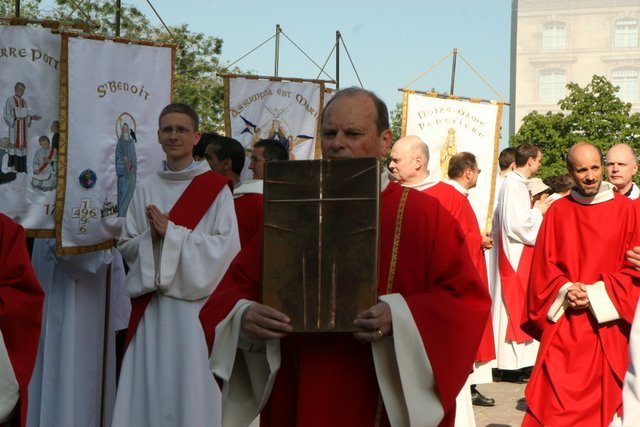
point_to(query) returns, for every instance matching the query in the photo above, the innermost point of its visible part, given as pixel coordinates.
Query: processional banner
(29, 89)
(449, 126)
(288, 111)
(115, 94)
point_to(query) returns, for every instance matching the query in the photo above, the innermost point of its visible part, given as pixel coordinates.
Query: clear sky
(391, 43)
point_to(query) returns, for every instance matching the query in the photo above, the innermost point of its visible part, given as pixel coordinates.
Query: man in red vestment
(226, 156)
(581, 300)
(21, 299)
(417, 345)
(409, 164)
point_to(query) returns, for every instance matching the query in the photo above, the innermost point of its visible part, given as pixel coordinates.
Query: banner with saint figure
(449, 126)
(29, 89)
(288, 111)
(116, 91)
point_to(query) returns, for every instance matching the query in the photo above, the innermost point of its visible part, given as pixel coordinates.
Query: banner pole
(338, 37)
(277, 59)
(453, 70)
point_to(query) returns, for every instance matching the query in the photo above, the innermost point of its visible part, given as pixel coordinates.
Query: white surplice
(165, 378)
(518, 224)
(66, 386)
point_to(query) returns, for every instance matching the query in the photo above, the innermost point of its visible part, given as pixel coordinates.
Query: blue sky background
(390, 43)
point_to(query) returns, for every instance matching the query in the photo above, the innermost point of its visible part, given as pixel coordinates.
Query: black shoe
(478, 399)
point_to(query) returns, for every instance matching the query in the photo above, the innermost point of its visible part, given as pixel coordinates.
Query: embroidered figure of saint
(447, 151)
(17, 117)
(45, 167)
(126, 167)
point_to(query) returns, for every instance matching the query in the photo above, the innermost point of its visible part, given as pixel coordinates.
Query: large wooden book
(320, 253)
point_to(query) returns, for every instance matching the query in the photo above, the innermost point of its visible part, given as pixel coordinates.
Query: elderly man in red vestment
(409, 164)
(21, 299)
(417, 345)
(581, 300)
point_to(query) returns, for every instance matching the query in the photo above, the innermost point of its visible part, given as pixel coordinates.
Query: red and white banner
(115, 94)
(29, 90)
(449, 126)
(286, 111)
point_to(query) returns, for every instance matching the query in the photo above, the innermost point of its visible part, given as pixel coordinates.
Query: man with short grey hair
(622, 166)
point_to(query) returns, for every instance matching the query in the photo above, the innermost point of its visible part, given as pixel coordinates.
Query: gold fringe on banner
(494, 169)
(227, 106)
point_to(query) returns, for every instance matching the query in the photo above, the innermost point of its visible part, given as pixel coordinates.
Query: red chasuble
(249, 214)
(329, 380)
(21, 299)
(188, 210)
(577, 379)
(458, 206)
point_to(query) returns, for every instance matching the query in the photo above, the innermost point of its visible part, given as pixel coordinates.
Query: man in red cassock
(21, 299)
(226, 156)
(409, 164)
(581, 300)
(417, 345)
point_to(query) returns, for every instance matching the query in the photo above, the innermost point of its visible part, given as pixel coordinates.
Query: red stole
(20, 124)
(21, 300)
(191, 206)
(514, 290)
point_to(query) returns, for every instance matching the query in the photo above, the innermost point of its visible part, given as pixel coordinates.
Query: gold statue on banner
(448, 150)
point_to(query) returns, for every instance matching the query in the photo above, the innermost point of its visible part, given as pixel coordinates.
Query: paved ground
(510, 405)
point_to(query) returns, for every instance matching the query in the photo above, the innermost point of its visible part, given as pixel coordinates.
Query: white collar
(605, 193)
(455, 184)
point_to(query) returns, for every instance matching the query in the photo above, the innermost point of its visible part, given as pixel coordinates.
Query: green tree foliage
(28, 8)
(197, 60)
(593, 113)
(396, 121)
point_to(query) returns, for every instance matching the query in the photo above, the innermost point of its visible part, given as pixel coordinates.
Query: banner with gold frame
(112, 93)
(30, 85)
(285, 109)
(451, 125)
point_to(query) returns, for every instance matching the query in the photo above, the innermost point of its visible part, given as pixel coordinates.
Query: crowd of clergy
(547, 295)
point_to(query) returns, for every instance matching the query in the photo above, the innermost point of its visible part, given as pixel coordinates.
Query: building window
(554, 35)
(627, 80)
(626, 33)
(552, 86)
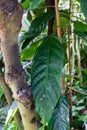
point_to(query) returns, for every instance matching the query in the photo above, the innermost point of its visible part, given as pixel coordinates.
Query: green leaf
(37, 26)
(83, 4)
(35, 3)
(45, 76)
(30, 51)
(25, 4)
(60, 118)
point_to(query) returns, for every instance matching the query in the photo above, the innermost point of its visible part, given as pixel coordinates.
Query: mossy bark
(10, 24)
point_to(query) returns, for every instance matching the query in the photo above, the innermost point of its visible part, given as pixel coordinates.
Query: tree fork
(10, 24)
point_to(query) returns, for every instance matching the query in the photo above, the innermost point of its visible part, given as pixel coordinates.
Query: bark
(50, 6)
(10, 24)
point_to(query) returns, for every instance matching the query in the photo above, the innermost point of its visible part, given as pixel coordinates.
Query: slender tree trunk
(50, 6)
(10, 24)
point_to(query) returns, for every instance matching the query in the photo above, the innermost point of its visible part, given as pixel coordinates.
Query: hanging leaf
(80, 29)
(37, 26)
(60, 118)
(83, 4)
(45, 77)
(81, 34)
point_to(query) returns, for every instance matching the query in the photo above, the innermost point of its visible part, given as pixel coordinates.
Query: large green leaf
(37, 26)
(60, 118)
(83, 4)
(45, 76)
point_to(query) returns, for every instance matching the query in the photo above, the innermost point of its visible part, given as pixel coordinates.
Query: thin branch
(70, 69)
(58, 19)
(79, 60)
(8, 97)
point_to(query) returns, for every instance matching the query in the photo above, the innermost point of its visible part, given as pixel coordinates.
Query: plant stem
(70, 68)
(50, 6)
(58, 20)
(8, 97)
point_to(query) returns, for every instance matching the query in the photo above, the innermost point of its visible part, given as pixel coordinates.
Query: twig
(8, 97)
(79, 60)
(58, 19)
(70, 69)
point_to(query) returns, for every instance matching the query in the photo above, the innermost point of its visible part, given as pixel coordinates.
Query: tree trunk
(10, 24)
(50, 6)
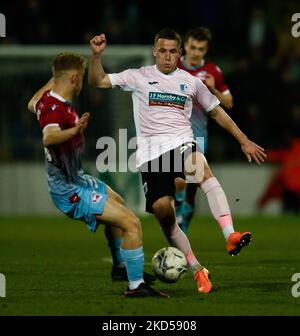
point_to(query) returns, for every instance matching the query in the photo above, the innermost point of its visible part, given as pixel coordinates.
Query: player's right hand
(83, 122)
(98, 44)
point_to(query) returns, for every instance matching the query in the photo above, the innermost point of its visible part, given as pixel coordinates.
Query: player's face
(166, 53)
(195, 51)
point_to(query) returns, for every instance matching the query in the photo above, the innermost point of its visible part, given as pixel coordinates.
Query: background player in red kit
(196, 45)
(79, 195)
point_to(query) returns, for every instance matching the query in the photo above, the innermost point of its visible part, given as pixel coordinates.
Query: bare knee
(164, 212)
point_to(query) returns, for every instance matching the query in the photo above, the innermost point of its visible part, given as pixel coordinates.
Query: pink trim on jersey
(162, 106)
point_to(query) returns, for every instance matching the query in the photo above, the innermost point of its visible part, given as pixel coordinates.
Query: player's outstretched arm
(250, 149)
(97, 76)
(38, 95)
(54, 135)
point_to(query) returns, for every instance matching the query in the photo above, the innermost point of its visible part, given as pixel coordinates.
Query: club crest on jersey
(183, 87)
(186, 146)
(96, 198)
(201, 75)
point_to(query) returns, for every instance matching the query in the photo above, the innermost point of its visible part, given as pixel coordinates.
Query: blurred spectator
(285, 184)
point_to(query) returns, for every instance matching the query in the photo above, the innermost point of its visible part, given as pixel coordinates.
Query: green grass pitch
(55, 266)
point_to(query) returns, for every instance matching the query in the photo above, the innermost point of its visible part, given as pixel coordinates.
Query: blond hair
(67, 61)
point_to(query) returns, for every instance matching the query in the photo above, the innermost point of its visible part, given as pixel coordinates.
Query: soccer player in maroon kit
(79, 195)
(196, 45)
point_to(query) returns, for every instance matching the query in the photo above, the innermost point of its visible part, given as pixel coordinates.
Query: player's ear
(74, 77)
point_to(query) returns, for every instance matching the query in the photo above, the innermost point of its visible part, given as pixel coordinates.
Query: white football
(169, 264)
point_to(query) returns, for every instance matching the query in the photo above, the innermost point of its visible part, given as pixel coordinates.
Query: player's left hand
(253, 151)
(209, 81)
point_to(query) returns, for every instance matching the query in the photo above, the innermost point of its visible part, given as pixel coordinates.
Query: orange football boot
(203, 283)
(237, 241)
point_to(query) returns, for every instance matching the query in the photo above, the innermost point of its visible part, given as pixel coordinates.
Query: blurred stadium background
(252, 43)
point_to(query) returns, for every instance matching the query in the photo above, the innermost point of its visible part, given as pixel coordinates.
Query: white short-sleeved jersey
(162, 106)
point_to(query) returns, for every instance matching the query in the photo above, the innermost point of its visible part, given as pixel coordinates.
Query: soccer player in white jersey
(196, 44)
(76, 194)
(163, 97)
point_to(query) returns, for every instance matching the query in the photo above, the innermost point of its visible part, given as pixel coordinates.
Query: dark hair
(68, 61)
(199, 34)
(168, 34)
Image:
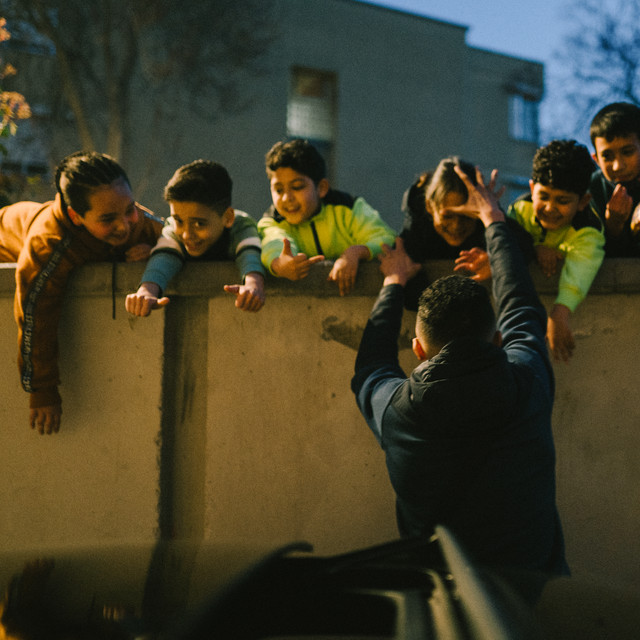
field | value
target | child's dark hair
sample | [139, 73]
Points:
[299, 155]
[563, 164]
[445, 180]
[618, 119]
[81, 173]
[455, 307]
[202, 181]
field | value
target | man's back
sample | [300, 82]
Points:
[468, 436]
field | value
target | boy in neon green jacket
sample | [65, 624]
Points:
[566, 233]
[309, 222]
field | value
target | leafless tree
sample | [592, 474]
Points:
[111, 60]
[598, 62]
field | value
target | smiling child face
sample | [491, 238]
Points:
[199, 226]
[555, 208]
[295, 196]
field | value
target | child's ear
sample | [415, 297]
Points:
[584, 201]
[323, 188]
[228, 217]
[76, 218]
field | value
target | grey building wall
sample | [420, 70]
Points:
[409, 92]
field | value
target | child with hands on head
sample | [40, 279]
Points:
[438, 225]
[310, 222]
[93, 218]
[202, 226]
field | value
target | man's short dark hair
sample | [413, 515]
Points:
[615, 120]
[202, 181]
[455, 307]
[299, 155]
[563, 164]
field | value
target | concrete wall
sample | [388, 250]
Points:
[204, 421]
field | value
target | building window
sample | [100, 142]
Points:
[523, 118]
[311, 111]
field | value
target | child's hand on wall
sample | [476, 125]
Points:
[286, 265]
[46, 419]
[145, 300]
[138, 253]
[548, 258]
[250, 296]
[476, 262]
[345, 268]
[559, 334]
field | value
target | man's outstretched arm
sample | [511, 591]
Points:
[377, 371]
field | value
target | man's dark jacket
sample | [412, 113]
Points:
[467, 436]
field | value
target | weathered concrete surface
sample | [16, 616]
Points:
[204, 421]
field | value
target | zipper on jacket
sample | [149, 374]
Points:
[316, 239]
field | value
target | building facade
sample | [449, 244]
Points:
[385, 94]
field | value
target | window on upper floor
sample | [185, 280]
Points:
[311, 111]
[523, 117]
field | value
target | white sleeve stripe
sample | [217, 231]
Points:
[248, 242]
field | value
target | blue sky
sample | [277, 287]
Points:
[532, 30]
[517, 27]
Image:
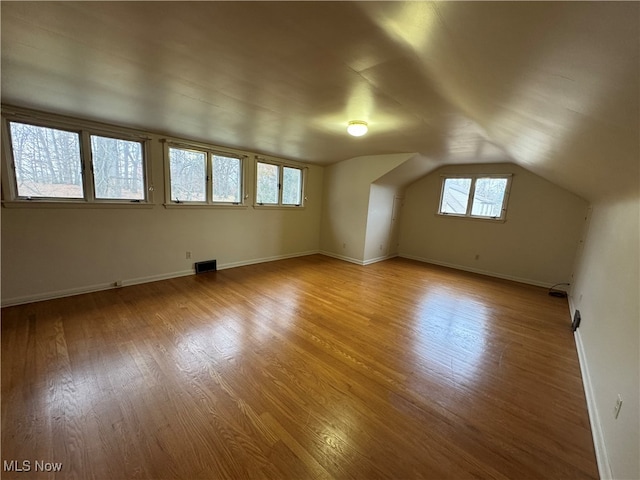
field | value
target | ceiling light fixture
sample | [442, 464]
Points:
[357, 128]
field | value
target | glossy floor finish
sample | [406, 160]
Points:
[302, 368]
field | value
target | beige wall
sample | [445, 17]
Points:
[48, 252]
[347, 187]
[536, 244]
[379, 225]
[607, 293]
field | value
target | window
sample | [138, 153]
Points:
[204, 177]
[477, 196]
[117, 168]
[278, 185]
[47, 162]
[50, 162]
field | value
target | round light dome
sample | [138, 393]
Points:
[357, 128]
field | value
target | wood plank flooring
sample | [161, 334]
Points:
[302, 368]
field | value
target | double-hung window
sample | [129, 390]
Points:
[57, 162]
[279, 184]
[475, 196]
[201, 176]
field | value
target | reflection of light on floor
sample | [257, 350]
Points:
[452, 332]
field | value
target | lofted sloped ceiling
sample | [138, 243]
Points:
[552, 86]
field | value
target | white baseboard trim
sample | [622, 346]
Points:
[379, 259]
[9, 302]
[253, 261]
[341, 257]
[528, 281]
[70, 292]
[602, 457]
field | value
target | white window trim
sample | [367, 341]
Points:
[280, 164]
[84, 129]
[474, 177]
[210, 151]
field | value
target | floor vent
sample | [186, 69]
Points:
[208, 266]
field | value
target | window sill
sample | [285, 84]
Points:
[278, 207]
[475, 219]
[203, 205]
[72, 204]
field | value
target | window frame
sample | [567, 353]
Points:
[474, 177]
[281, 166]
[209, 151]
[84, 130]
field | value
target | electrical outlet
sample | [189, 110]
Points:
[616, 409]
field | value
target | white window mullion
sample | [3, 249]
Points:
[209, 177]
[87, 167]
[472, 194]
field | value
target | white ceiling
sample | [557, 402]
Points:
[552, 86]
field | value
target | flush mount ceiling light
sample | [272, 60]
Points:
[357, 128]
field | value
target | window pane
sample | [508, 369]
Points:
[455, 195]
[117, 168]
[267, 184]
[488, 197]
[188, 171]
[227, 179]
[291, 186]
[47, 162]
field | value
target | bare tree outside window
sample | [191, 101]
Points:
[455, 196]
[227, 175]
[489, 197]
[188, 172]
[117, 168]
[267, 184]
[291, 186]
[47, 161]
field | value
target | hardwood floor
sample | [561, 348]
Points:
[302, 368]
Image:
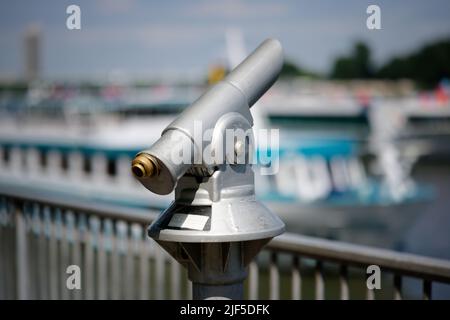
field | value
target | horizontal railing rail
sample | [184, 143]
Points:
[41, 233]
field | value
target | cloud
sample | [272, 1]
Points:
[237, 9]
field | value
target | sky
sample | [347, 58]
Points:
[146, 39]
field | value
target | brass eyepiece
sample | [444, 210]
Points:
[144, 166]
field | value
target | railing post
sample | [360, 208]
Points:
[22, 279]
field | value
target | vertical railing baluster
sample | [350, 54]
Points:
[427, 289]
[175, 279]
[274, 276]
[189, 289]
[88, 254]
[253, 279]
[319, 282]
[22, 279]
[10, 249]
[343, 281]
[53, 254]
[64, 256]
[397, 287]
[144, 266]
[3, 293]
[43, 254]
[159, 289]
[115, 263]
[75, 238]
[129, 263]
[102, 266]
[296, 279]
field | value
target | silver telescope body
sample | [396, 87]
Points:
[156, 169]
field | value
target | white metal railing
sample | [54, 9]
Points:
[41, 234]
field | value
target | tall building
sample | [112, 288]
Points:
[32, 53]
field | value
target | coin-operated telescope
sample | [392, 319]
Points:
[215, 226]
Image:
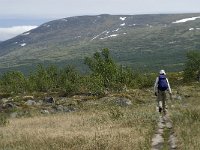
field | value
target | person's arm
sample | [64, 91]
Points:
[156, 86]
[169, 88]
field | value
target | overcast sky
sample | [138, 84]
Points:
[35, 12]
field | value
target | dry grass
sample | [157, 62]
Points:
[186, 118]
[98, 125]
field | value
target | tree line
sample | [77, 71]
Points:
[104, 74]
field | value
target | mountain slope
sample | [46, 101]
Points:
[140, 41]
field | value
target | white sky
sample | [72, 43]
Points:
[54, 9]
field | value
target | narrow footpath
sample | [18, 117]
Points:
[164, 138]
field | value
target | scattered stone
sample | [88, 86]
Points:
[30, 102]
[157, 142]
[8, 106]
[172, 142]
[14, 115]
[49, 100]
[28, 97]
[169, 125]
[69, 109]
[44, 111]
[4, 100]
[59, 108]
[123, 102]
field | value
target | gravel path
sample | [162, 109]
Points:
[164, 134]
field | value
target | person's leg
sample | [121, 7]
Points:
[159, 101]
[164, 101]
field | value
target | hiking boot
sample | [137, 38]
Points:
[160, 109]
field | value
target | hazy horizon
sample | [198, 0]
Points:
[21, 13]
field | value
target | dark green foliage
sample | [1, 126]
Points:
[102, 66]
[108, 75]
[105, 75]
[13, 81]
[3, 119]
[69, 80]
[192, 66]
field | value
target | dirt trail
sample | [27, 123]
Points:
[164, 137]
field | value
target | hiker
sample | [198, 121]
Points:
[160, 87]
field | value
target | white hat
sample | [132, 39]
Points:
[162, 72]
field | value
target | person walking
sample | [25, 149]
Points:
[160, 87]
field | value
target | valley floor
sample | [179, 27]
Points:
[123, 121]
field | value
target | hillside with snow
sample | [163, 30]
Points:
[139, 41]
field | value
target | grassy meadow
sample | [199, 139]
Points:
[97, 124]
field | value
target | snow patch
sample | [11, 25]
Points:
[123, 24]
[64, 19]
[186, 19]
[26, 33]
[113, 35]
[46, 25]
[23, 44]
[172, 42]
[98, 35]
[116, 30]
[122, 18]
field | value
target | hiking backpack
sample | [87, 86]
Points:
[162, 83]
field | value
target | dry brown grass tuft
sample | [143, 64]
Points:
[100, 127]
[186, 118]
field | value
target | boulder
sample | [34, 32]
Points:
[30, 102]
[123, 101]
[8, 105]
[49, 100]
[44, 111]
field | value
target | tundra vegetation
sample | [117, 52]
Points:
[111, 107]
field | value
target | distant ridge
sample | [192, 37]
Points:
[139, 41]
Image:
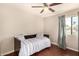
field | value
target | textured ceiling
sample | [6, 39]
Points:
[58, 8]
[27, 7]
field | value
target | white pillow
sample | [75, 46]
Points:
[20, 37]
[40, 35]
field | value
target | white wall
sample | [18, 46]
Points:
[15, 19]
[51, 27]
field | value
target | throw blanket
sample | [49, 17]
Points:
[31, 46]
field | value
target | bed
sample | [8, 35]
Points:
[31, 44]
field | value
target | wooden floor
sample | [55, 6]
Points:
[52, 51]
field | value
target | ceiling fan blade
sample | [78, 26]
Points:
[53, 4]
[45, 4]
[42, 10]
[51, 10]
[37, 6]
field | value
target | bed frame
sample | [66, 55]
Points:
[17, 43]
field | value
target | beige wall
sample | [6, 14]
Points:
[15, 20]
[51, 27]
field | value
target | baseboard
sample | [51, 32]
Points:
[67, 47]
[7, 53]
[72, 49]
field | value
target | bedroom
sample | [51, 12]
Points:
[16, 19]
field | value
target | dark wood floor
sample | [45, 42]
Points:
[52, 51]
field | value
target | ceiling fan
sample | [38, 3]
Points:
[45, 5]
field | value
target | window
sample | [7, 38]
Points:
[71, 25]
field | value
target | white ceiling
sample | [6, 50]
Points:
[58, 8]
[36, 11]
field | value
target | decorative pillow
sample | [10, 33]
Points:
[20, 37]
[40, 35]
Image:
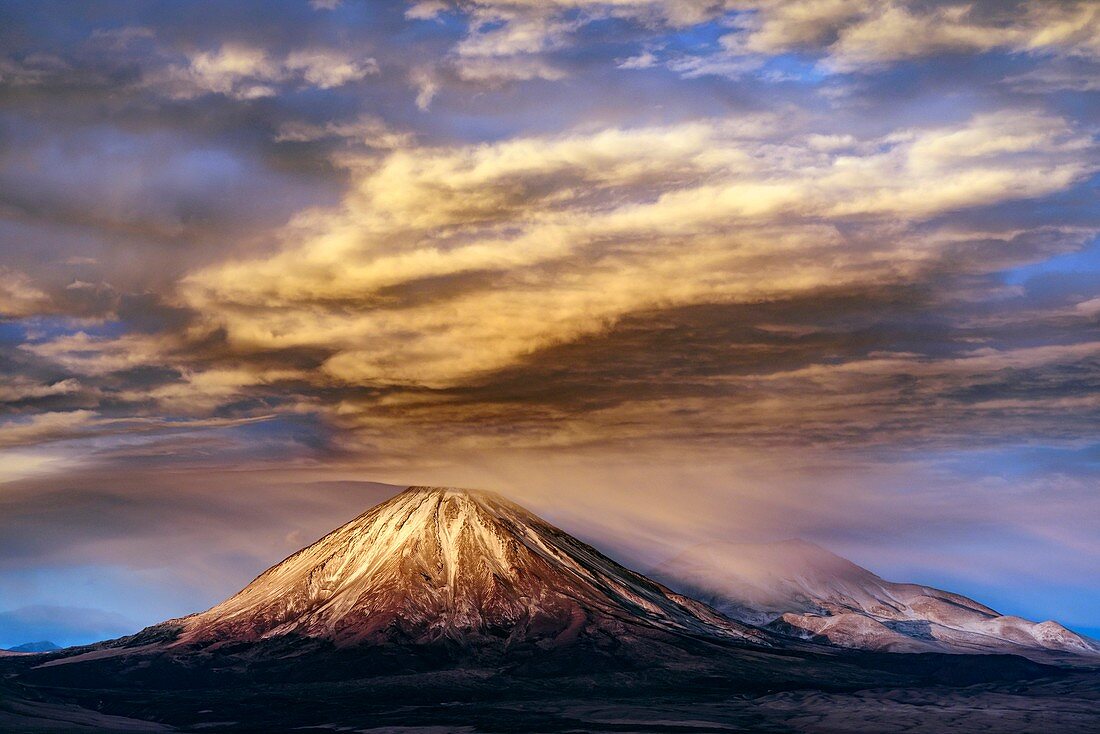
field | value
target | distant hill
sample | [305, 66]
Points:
[803, 590]
[43, 646]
┄┄┄┄┄┄┄┄┄┄
EXERCISE INSTRUCTIONS:
Give the number of lines in the material above that contain the word "vestment", and nothing else.

THE COMPLETED TASK:
2